This was revealed by PM Lee in Parliament on Monday, as he refuted the numerous allegations of abuse of power levelled against him and the Singapore government by his two younger siblings.
Speaking at the start of a two-day debate on the contentious saga that has gripped the nation for the past three weeks, he described the allegations by Lee Wei Ling and Lee Hsien Yang as "entirely baseless".
PM Lee said these have already damaged the country's reputation, and, if unrebutted, could affect the confidence that Singaporeans have in the government.
He also explained why he had to address the allegations in Parliament, and not somewhere else. Under the Constitution, it is the Prime Minister who commands the confidence of the majority of the members of the House. As the current Prime Minister, he has a duty to explain himself to MPs and rebut the allegations.

[Image location labeling entries]

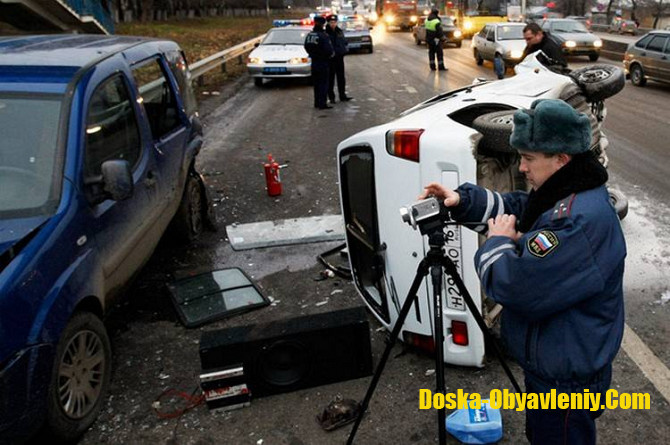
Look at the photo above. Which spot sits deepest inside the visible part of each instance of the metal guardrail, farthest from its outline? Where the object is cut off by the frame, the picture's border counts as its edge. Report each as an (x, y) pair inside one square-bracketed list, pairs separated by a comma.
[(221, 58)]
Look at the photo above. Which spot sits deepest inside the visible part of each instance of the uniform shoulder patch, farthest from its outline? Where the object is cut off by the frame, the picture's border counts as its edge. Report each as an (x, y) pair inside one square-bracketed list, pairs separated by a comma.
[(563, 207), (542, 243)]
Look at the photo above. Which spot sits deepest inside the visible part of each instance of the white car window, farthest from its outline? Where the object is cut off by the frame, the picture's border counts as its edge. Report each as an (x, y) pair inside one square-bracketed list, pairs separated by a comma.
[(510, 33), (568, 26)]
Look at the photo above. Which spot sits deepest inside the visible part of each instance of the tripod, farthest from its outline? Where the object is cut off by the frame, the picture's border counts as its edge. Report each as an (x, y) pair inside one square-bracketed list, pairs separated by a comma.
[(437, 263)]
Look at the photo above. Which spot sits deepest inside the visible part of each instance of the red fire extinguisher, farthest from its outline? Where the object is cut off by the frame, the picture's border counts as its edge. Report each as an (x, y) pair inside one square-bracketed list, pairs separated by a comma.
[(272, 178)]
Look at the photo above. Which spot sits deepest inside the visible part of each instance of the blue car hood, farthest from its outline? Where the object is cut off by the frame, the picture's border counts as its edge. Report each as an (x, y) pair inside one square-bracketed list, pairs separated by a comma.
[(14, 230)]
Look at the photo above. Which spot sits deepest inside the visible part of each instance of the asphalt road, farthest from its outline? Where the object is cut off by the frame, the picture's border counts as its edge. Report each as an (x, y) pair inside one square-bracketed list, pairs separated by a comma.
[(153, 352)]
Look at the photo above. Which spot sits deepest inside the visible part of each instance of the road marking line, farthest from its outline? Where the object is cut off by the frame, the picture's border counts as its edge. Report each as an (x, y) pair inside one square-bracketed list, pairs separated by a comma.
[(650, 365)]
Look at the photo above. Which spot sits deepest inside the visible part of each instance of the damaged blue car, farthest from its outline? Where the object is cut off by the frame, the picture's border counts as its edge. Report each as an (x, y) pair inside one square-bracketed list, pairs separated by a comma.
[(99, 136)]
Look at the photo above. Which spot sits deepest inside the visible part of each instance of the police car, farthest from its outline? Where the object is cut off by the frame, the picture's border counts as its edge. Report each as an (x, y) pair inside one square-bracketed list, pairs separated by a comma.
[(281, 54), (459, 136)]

• **Tasks to complete**:
A. Reproduce the passage on PM Lee's parliamentary rebuttal word for word, starting with "PM Lee said" and going on through "in the government.".
B. Output the entries as a Markdown table with the columns No. and Line, starting with the line with "the red fire" and going on through the line with "[(650, 365)]", skipping any blank lines. Include only those lines.
The passage about PM Lee and the entries have no connection to each other.

• **Per-task answers**:
A.
PM Lee said these have already damaged the country's reputation, and, if unrebutted, could affect the confidence that Singaporeans have in the government.

B.
| No. | Line |
|---|---|
| 1 | Look at the photo above. Which spot sits deepest inside the visible part of each instance of the red fire extinguisher, farthest from its outline? Where the object is cut off by the frame, the picture's border counts as its edge. Report each as an (x, y) pair inside one square-bracketed list, pairs separated by a comma. |
| 2 | [(272, 178)] |
| 3 | Look at the photo above. Which spot sits deepest inside the visible part of each instance of the blue car hood, farthest from its outline? Where the object is cut off by the frame, the picture's border counts as its edge. Report each as an (x, y) pair inside one square-bracketed list, pairs separated by a comma. |
| 4 | [(14, 230)] |
| 5 | Look at the photo above. Which spot sits deepest inside the visible part of each instance of the asphalt road, farthest from its outline? Where the object is cut off by the frame, the picture's border counts as its edge. Report each as an (x, y) pair inside one square-bracketed list, pairs separated by a comma. |
| 6 | [(153, 352)] |
| 7 | Look at the photo above. Which spot sits deepest inside the visible part of each instance of the road marking line, farthest from its outline? Where the object is cut off by the frame, the picture's border counts as its edge. Report each as an (x, y) pair inside one square-bracketed list, pairs separated by a comma. |
| 8 | [(650, 365)] |